(Natural-language object grounding data)

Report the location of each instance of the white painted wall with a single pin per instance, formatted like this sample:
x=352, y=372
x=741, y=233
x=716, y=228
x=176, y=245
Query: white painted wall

● **Exercise details**
Set down every record above exactly as written.

● **Answer box**
Report the location of each instance of the white painted wall with a single pin per instance, formatted like this sample:
x=352, y=372
x=741, y=233
x=716, y=228
x=176, y=245
Query: white painted wall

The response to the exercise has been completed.